▸ What you will do: Extract the final stretch of the data: the line that contains "Each instance receives a single keypoint. Tag the shower drain" and every line after it, unaltered, and no other lines.

# Stored records start

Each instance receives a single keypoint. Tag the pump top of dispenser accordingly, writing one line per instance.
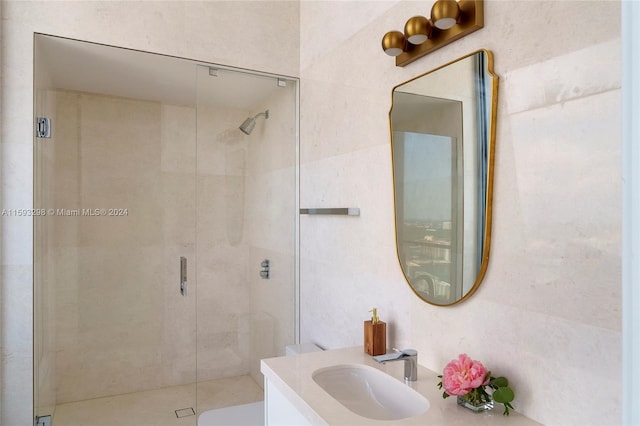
(374, 316)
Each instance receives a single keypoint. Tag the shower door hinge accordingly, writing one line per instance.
(43, 127)
(43, 421)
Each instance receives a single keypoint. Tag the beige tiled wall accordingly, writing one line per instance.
(207, 31)
(548, 312)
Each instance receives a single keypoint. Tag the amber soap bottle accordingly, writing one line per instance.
(375, 335)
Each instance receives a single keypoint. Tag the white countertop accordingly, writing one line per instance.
(292, 376)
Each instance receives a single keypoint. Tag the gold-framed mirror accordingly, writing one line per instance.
(442, 143)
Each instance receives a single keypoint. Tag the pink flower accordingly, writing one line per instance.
(463, 375)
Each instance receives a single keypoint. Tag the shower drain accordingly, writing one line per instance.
(185, 412)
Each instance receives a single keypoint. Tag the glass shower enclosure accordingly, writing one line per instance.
(165, 238)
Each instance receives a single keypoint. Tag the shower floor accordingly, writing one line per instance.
(158, 407)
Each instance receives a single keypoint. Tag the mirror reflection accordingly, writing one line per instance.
(442, 126)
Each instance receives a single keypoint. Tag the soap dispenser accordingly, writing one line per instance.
(375, 335)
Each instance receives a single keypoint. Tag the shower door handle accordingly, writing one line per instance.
(183, 275)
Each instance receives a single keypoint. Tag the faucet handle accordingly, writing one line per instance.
(406, 352)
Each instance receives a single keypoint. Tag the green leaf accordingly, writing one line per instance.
(500, 382)
(503, 395)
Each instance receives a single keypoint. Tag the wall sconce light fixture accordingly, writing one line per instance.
(449, 21)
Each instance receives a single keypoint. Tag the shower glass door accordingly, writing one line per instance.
(246, 229)
(115, 307)
(169, 236)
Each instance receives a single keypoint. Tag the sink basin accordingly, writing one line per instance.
(370, 393)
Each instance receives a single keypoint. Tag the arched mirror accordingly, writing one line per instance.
(442, 140)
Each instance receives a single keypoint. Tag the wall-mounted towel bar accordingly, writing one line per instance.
(346, 211)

# Stored records end

▸ Final result:
Each instance receives a single keypoint. Tag the shower drain accordingly, writing one line per instance.
(185, 412)
Each instance receives a single keypoint. Tag the glass shower enclosure accordingly, writing one line per instance.
(165, 238)
Each instance receives a single keypoint. Tag the shower floor accordingly, writing one line per instance.
(158, 407)
Each instance receives a single keypoint. Tag the mirror reflection accordingly, writing one line per instance.
(442, 126)
Each instance receives a single keypoint. Tag the soap dispenser accordingly, writing one line per instance.
(375, 335)
Each instance receives a single keypoint. Tag the shower door handle accordingly, writing one line per instance.
(183, 275)
Each instance receives a single keypoint. Tag the faucet handle accordingly, writing one line per instance.
(406, 352)
Each instance receives a single keypoint. Tag the green leaf accordingly, writing one line per instance.
(500, 382)
(503, 395)
Each instance receives a single keypoint. Tag the wall sconce light fixture accordingly, writing one line per instance.
(449, 21)
Each instance receives a single keypoint. Tag the shower glass door accordingly, writing one line per instance.
(246, 229)
(115, 307)
(169, 236)
Each instance receives a single keypoint. Tag the sink basin accordingly, writing one line per instance.
(370, 393)
Each instance receives a single keypoint. Tag the arched mirror accordingly, writing one line per instance.
(442, 140)
Each instance receives a single keypoint. Tag the wall-mounted towel bar accordingly, writing one line per instance.
(346, 211)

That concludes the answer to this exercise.